• Written request: Lay out everything below from the line containing "In the photo above, where can the green shrub" down to the line containing "column 617, row 359" as a two-column CSV with the headers text and answer, one line per row. Put each field in double quotes and replace any line breaks inside a field with spaces.
───
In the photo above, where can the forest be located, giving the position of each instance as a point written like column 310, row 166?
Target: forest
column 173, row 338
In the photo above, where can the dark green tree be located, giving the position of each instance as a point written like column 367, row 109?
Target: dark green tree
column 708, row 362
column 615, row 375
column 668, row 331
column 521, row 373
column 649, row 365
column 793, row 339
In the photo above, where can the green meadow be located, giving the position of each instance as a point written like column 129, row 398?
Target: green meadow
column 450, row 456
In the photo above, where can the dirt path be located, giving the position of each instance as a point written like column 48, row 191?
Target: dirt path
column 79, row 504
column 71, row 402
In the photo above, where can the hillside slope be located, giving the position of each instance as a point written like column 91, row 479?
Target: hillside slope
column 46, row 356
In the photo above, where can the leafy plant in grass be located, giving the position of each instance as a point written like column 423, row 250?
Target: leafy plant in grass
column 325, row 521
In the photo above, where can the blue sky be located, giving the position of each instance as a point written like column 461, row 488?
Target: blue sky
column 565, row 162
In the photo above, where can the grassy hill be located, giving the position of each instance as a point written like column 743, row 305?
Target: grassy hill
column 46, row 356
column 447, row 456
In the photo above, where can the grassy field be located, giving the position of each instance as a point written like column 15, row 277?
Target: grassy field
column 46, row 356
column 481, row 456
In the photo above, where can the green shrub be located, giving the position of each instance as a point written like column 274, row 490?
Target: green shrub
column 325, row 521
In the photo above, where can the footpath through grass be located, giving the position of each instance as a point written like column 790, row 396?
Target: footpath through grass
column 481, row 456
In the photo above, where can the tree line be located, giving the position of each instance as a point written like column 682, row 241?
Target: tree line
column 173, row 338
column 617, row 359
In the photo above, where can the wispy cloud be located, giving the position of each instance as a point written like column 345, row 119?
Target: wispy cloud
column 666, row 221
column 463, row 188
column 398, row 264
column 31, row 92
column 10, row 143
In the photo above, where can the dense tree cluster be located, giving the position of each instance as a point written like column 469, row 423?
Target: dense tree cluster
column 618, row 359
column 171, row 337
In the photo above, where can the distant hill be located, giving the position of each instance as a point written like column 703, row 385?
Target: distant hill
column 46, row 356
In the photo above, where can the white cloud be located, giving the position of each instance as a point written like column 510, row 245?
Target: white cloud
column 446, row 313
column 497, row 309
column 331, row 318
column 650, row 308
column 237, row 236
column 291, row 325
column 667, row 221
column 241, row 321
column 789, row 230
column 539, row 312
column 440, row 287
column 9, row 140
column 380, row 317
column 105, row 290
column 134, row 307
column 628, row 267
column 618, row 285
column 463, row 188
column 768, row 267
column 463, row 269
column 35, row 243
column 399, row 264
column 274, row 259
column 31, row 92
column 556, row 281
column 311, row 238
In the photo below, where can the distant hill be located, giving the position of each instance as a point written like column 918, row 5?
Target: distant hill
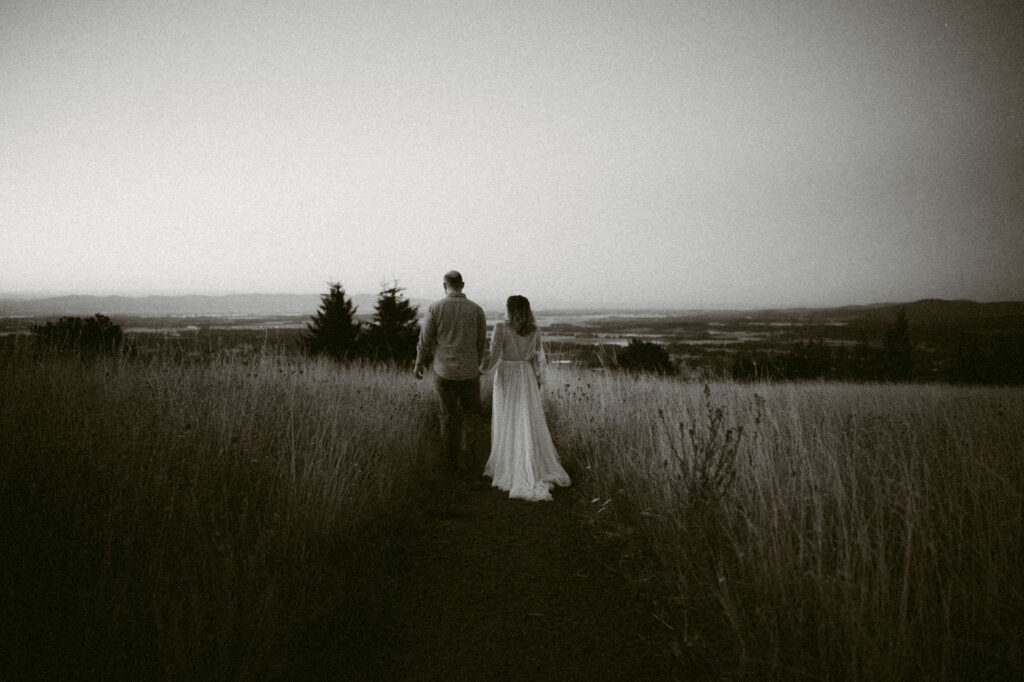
column 924, row 311
column 238, row 304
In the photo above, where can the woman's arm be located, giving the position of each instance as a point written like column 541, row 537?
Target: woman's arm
column 539, row 360
column 495, row 354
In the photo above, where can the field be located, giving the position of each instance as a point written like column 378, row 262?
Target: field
column 167, row 509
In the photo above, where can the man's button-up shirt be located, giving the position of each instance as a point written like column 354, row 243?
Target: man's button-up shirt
column 455, row 335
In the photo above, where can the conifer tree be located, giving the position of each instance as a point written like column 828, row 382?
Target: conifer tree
column 394, row 331
column 334, row 330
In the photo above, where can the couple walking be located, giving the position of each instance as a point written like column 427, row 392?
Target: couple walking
column 522, row 460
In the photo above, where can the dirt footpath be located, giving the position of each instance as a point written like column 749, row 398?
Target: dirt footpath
column 487, row 588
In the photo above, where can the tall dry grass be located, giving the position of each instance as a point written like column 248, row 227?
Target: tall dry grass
column 162, row 518
column 816, row 530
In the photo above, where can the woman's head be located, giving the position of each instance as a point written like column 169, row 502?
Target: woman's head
column 520, row 317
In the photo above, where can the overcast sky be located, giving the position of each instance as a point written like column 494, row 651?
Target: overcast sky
column 631, row 154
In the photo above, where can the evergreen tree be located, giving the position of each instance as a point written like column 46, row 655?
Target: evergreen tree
column 334, row 330
column 394, row 331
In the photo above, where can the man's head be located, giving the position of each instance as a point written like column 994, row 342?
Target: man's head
column 453, row 281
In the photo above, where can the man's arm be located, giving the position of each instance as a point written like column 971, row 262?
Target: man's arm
column 425, row 345
column 481, row 337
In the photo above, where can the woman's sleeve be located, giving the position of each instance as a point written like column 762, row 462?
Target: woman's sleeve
column 495, row 354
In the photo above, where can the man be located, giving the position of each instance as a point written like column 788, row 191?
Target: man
column 454, row 336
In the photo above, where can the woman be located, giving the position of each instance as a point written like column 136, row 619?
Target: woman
column 522, row 459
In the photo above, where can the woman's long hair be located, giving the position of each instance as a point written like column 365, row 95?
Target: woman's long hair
column 520, row 317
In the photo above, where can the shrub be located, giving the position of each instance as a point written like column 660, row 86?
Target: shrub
column 91, row 335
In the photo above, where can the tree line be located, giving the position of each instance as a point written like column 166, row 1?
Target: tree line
column 390, row 337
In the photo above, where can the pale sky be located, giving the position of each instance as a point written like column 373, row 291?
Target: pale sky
column 625, row 154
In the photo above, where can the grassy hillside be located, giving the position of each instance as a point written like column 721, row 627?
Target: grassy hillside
column 819, row 530
column 163, row 511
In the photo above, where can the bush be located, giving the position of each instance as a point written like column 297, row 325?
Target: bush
column 91, row 335
column 646, row 357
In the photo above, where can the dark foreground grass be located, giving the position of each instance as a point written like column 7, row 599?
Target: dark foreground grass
column 164, row 519
column 221, row 518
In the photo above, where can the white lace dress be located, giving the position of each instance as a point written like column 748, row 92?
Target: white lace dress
column 522, row 459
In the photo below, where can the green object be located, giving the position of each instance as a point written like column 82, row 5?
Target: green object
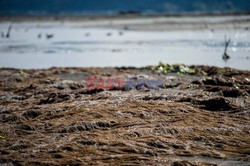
column 175, row 68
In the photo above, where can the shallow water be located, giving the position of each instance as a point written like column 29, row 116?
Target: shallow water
column 85, row 45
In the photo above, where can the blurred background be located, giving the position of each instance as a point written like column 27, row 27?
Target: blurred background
column 85, row 33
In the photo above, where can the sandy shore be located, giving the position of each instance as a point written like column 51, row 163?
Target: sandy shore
column 49, row 117
column 148, row 23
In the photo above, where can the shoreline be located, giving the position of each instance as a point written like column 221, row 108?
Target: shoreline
column 50, row 117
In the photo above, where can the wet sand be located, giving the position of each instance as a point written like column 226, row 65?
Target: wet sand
column 49, row 117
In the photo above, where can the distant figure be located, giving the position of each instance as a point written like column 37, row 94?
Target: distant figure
column 39, row 35
column 8, row 32
column 49, row 36
column 126, row 28
column 109, row 34
column 120, row 33
column 225, row 56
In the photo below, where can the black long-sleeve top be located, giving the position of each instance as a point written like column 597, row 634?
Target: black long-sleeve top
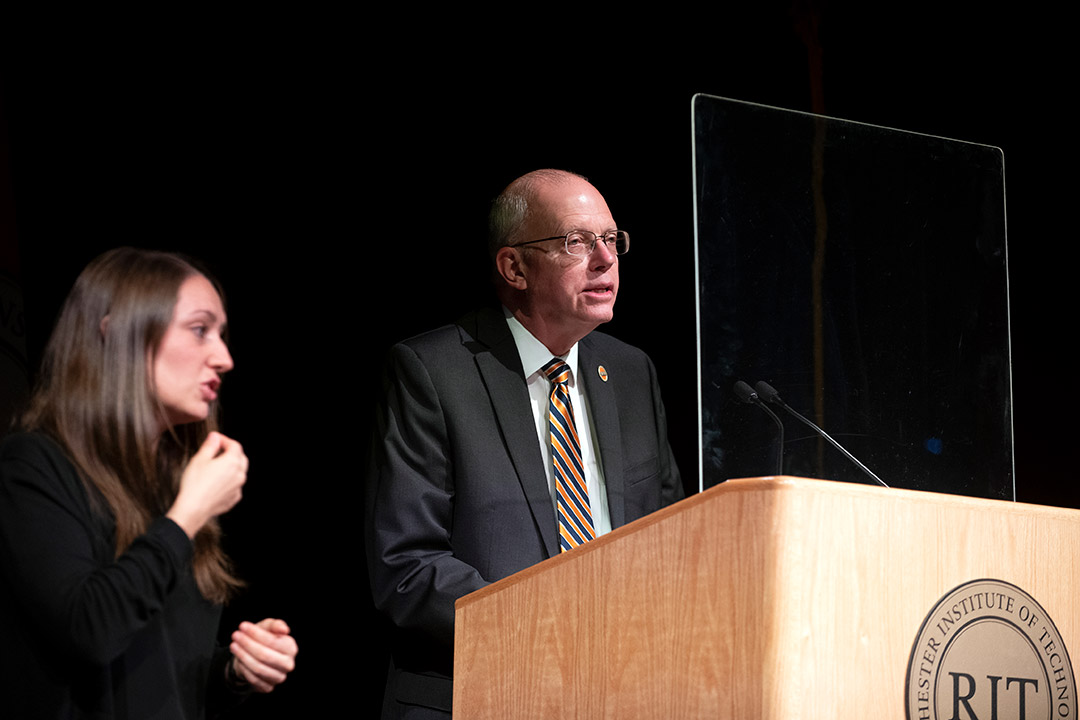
column 84, row 634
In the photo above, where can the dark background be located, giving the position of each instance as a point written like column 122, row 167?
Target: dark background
column 335, row 172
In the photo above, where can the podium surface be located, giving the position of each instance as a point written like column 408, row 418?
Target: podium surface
column 763, row 598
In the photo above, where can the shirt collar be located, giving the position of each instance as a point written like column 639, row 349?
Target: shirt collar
column 534, row 353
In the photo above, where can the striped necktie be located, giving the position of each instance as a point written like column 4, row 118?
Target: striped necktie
column 571, row 493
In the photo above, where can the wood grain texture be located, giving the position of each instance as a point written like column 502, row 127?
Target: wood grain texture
column 759, row 598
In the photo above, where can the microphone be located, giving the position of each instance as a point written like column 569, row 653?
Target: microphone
column 746, row 394
column 769, row 394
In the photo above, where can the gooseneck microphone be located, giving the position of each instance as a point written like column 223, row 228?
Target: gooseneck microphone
column 769, row 394
column 746, row 394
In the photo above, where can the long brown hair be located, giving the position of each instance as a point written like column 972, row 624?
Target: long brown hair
column 95, row 397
───
• Result of this exercise:
text,answer
"In the photo above, where can the green shrub be located, giving the position of each instance as a point written like column 274, row 490? Target: green shrub","column 325, row 521"
"In the photo above, where can the footpath through grass be located, giving the position of each instance as a point written like column 790, row 396? Target: footpath through grass","column 481, row 456"
"In the photo above, where can the tree line be located, giving the position of each instance as a point written like column 682, row 241? Target: tree line","column 173, row 338 column 617, row 359"